-- About this task --
Copy the records exactly. Every line must match.
------ Available data
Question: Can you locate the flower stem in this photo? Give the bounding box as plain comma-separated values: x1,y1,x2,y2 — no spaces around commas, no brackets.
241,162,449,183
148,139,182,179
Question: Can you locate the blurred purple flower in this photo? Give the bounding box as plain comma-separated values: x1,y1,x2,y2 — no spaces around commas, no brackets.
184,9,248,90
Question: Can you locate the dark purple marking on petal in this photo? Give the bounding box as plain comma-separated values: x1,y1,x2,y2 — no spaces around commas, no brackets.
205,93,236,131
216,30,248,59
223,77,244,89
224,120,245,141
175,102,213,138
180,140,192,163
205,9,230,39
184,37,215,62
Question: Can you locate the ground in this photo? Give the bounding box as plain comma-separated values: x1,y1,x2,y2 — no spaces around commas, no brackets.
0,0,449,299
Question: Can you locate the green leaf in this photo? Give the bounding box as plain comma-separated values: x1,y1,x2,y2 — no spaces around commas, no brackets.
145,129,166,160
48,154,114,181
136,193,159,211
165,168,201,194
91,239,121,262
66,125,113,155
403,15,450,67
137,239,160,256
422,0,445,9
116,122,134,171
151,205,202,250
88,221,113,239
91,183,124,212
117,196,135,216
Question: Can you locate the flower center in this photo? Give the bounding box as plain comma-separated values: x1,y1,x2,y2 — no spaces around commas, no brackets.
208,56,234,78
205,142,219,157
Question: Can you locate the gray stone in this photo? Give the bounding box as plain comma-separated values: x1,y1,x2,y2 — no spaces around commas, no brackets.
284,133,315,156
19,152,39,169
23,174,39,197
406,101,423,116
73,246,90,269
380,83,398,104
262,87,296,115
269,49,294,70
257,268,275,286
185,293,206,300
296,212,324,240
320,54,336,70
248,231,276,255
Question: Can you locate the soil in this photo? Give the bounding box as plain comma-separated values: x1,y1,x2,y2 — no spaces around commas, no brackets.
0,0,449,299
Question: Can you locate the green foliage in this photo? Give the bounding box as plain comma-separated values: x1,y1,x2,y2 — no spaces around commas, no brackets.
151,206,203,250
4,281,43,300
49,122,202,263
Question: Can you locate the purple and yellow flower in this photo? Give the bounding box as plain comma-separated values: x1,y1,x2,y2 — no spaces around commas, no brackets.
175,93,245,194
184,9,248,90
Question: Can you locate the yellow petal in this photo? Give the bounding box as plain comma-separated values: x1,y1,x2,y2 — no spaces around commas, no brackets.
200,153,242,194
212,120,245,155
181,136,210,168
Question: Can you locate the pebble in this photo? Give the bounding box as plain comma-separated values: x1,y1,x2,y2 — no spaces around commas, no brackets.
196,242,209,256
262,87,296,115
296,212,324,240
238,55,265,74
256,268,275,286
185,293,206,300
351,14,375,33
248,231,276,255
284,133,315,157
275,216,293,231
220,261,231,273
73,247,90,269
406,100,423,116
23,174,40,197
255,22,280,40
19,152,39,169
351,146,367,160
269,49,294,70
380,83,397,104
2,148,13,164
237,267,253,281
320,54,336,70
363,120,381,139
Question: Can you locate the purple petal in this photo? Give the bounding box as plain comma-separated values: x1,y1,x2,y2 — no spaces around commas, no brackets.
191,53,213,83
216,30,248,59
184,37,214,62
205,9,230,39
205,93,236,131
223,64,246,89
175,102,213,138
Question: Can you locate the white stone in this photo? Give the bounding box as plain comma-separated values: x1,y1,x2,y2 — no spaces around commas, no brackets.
------------
-- Expected output --
Question: Can you locate the flower stem in this photo? Give the bounding box as plain comma-separated values: x1,y1,x2,y2 — no spaces around commas, no brackets.
241,162,449,183
148,139,182,179
Question: Can you locate the blurred purple flower in this photo? Give the bounding box as plain comma-separated values: x1,y1,x2,y2 — no spaces around commas, no brackets.
184,9,248,90
Question: Can you locate the dark purple marking on petal in this photo? Give the bounding box as plain comma-separated values: x1,y1,x2,y2 — no spaces around commas, no brackets.
205,93,236,131
216,30,248,59
223,77,244,89
224,120,245,141
175,102,213,138
180,140,192,163
205,9,230,39
184,37,215,62
Question: Can you locate the ground in this photo? Give the bounding box as plain comma-separated values: x1,y1,x2,y2 — no spaces around commas, no brackets.
0,0,449,299
Question: Can you locate the green leaf in this photo? Give the bounding box as plain comma-separated values: x1,y1,x2,y2 — no spaces around commas, no brackets.
145,129,166,160
48,154,114,181
136,193,159,211
165,168,201,194
91,239,121,262
66,125,113,155
403,15,450,67
137,239,160,256
422,0,445,9
116,122,134,171
151,205,202,250
88,221,113,239
91,183,124,212
117,196,135,216
Question: Can you locate the flower center in this photo? Give the bounding box as plain comma-separated values: x1,y1,x2,y2 — no spaces around commas, no brackets.
208,56,234,78
205,142,219,157
Question: Can you locate the gray stone in this photo? Give the bounding box as plain comma-separated values: x1,y1,x2,y2 — no spaces around commas, no brackets.
284,133,315,156
19,152,39,169
23,174,39,197
406,101,423,116
73,246,90,269
380,83,398,104
262,87,296,115
269,49,294,70
257,268,275,286
185,293,206,300
296,212,324,240
320,54,336,70
248,231,276,255
Question: Can you locate the soil in this photo? Give the bounding box as plain comma-separated values: x1,y1,x2,y2 — no spaces around commas, no brackets.
0,0,449,299
Question: Can you locate the green foliage in this photo? Give the bounding box as plain comma-separated values: x1,y1,x2,y2 — no spaces around commas, no brackets.
151,206,203,250
4,281,43,300
49,122,202,263
Question: Can you locate the purple and yellow flower in this photo? Give the bounding box as plain comma-separated values: x1,y1,x2,y2 — no spaces around commas, no brackets.
175,93,245,194
184,9,248,90
Question: Can you locate the yellow petal in this photo? Give the bounding box as plain comma-separated values: x1,y1,x2,y2 — no spaces around commas, no brackets.
200,153,242,194
212,120,245,155
181,136,210,168
Question: Can you locate the pebble in this photo? Give the bounding box as plain comma-separated values: x1,y1,x2,y2 — no spaces around commas, no brackets.
196,242,209,256
262,87,296,115
296,212,324,240
238,55,265,74
256,268,275,286
185,293,206,300
351,14,375,33
248,231,276,255
284,133,315,157
275,216,293,231
220,261,231,273
73,247,90,269
406,100,423,116
23,174,40,197
255,22,280,40
19,152,39,169
351,146,367,160
269,49,294,70
380,83,397,104
2,148,13,164
237,267,253,281
320,54,336,70
363,120,381,139
Question: Can you locate the purple petal in this photo? Give the bounding box as plain comma-separated values: x1,y1,x2,y2 — no spaces around commas, no brackets.
191,53,213,83
216,30,248,59
184,37,214,62
205,9,230,39
205,93,236,131
223,64,246,89
175,102,213,138
Question: Can you locate the white stone in this photo? Give the bounding box as plain comma-separated values: x1,y1,x2,y2 — no spaces around commas, no brackets.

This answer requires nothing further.